SELECTED EXTRACT Start Marker

- Education: Dartmouth College Stanford University
- Scientific career
- Fields: Ecology
- Workplaces: University of Connecticut Princeton University

= Stephen W. Pacala =

American academic

Stephen W. Pacala is the Frederick D. Petrie Professor in Ecology and Evolutionary Biology at Princeton University. He has worked on climate change, population ecology, and global interactions between the biosphere, atmosphere, and hydrosphere. Since 2021, he has been a member of the President’s Council of Advisors on Science and Technology (PCAST).

==Education==
Pacala received his B.A. in Biology from Dartmouth College in 1978 and his Ph.D. in Biology from Stanford University in 1982.

==Career==
He has taught at the University of Connecticut (1982-1992) and Princeton University (1992-Present). He also serves on the boards of the non-profits, Environmental Defense Fund and Climate Central. Pacala was elected as a member of the American Academy of Arts and Sciences in 2003. He was a lead author on the climate stabilization wedge project with Robert Socolow. Pacala was the Acting Director of the Princeton Environmental Institute from 2005 to 2006, and then served as its director from 2006 to 2014. He was elected to the National Academy of Sciences in 2007.

==Awards==
Pacala received the Robert H. MacArthur Award from the Ecological Society of America in 2010. He became an inaugural Fellow of that society in 2012 and was appointed a Foreign Member of the Royal Society in 2025.

SELECTED EXTRACT End Marker

# ASSIGNED TASK
Extract the stretch of the Stephen W. Pacala biography from "American academic" through "University in 1982.", copying it word for word.

RECORDS PROVIDED Start Marker

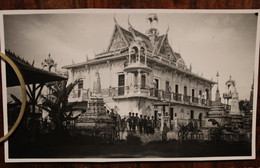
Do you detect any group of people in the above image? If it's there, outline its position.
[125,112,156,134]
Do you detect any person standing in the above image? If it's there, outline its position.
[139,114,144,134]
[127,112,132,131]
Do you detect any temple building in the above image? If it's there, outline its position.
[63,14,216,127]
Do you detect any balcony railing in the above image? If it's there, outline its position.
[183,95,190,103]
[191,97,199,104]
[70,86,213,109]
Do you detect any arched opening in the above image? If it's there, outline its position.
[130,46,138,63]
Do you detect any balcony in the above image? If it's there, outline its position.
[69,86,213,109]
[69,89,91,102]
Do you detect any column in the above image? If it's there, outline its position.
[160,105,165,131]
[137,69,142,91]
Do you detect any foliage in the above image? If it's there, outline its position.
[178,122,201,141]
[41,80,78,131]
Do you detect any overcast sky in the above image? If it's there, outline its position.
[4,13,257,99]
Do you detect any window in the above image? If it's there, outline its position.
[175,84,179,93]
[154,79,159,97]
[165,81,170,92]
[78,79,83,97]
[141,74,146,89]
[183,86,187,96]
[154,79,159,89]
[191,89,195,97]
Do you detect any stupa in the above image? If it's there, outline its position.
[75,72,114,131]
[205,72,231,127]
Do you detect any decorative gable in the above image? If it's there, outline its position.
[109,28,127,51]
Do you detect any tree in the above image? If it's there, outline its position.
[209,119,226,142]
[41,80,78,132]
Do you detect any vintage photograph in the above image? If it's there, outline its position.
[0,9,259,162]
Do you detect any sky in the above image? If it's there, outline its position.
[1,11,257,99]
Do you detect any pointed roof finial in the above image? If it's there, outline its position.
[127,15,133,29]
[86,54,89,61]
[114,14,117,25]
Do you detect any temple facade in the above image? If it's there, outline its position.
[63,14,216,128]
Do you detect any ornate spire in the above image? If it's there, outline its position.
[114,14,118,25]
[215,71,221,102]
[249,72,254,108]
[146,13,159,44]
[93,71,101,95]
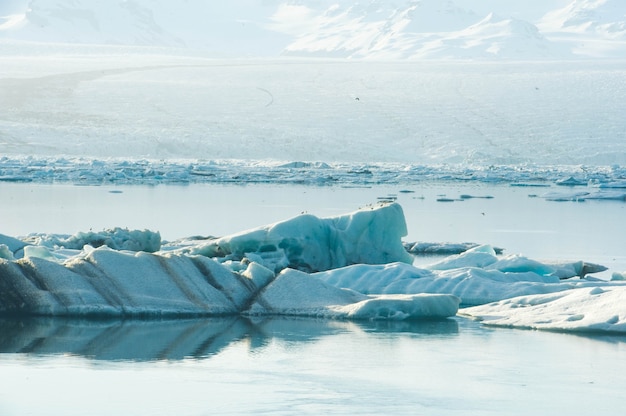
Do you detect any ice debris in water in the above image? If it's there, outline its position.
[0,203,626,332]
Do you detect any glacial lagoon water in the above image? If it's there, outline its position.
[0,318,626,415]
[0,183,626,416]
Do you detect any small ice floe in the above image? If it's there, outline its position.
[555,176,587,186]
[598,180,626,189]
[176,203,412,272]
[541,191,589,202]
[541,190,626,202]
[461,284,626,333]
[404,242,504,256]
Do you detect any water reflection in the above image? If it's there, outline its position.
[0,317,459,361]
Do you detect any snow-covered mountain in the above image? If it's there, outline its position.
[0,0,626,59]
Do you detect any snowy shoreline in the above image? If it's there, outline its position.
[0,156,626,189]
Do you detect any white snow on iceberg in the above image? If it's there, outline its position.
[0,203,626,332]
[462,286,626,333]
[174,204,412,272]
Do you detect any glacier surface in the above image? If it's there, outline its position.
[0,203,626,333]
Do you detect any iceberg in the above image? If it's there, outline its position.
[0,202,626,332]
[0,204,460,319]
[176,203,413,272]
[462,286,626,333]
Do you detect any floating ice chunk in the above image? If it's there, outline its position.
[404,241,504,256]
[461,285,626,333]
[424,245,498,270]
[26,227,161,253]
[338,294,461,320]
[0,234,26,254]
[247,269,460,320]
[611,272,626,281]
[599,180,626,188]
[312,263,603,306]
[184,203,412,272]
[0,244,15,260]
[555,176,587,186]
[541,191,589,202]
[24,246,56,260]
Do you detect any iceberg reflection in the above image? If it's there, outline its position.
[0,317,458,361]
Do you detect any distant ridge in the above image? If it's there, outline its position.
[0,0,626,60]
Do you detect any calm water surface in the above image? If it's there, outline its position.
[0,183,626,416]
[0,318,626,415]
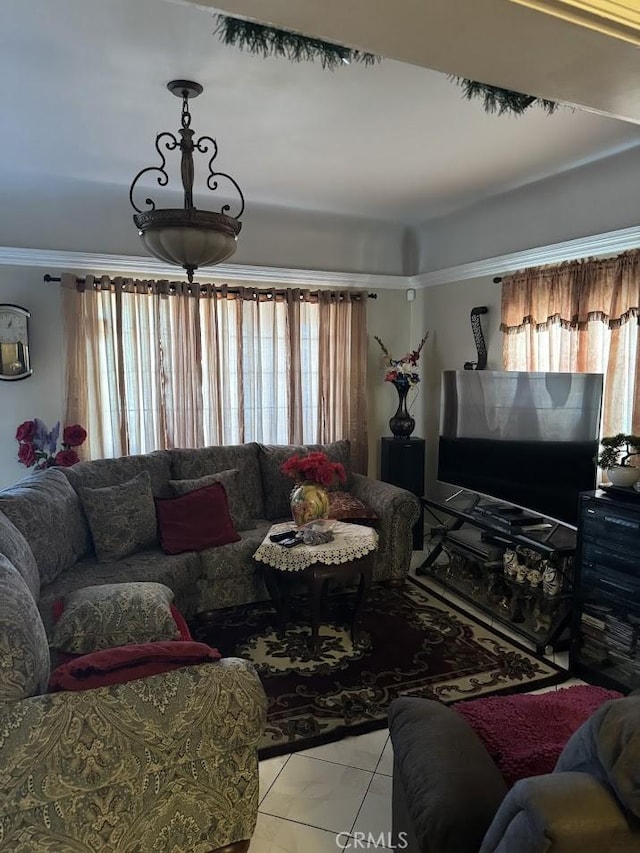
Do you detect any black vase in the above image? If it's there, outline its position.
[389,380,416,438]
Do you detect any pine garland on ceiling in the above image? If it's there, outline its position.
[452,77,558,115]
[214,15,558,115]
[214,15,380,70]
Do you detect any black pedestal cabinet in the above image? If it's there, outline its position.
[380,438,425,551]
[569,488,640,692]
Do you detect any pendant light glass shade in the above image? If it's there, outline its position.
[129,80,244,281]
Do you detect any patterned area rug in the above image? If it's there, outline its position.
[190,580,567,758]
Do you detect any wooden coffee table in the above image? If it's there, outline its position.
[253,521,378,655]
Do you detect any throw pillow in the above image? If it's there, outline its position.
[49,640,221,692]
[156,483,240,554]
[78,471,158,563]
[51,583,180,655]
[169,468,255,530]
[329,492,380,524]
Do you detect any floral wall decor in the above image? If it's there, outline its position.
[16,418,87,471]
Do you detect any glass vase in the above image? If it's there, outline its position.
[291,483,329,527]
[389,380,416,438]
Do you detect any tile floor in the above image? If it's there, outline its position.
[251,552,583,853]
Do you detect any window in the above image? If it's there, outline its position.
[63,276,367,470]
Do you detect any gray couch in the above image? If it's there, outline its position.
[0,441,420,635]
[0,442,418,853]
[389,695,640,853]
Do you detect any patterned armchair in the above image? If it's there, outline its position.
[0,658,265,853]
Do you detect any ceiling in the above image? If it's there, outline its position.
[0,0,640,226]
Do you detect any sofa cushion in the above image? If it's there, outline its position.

RECORDS PROVIDED End Marker

# RESPONSE TO THE EXERCISE
American academic

Stephen W. Pacala is the Frederick D. Petrie Professor in Ecology and Evolutionary Biology at Princeton University. He has worked on climate change, population ecology, and global interactions between the biosphere, atmosphere, and hydrosphere. Since 2021, he has been a member of the President’s Council of Advisors on Science and Technology (PCAST).

==Education==
Pacala received his B.A. in Biology from Dartmouth College in 1978 and his Ph.D. in Biology from Stanford University in 1982.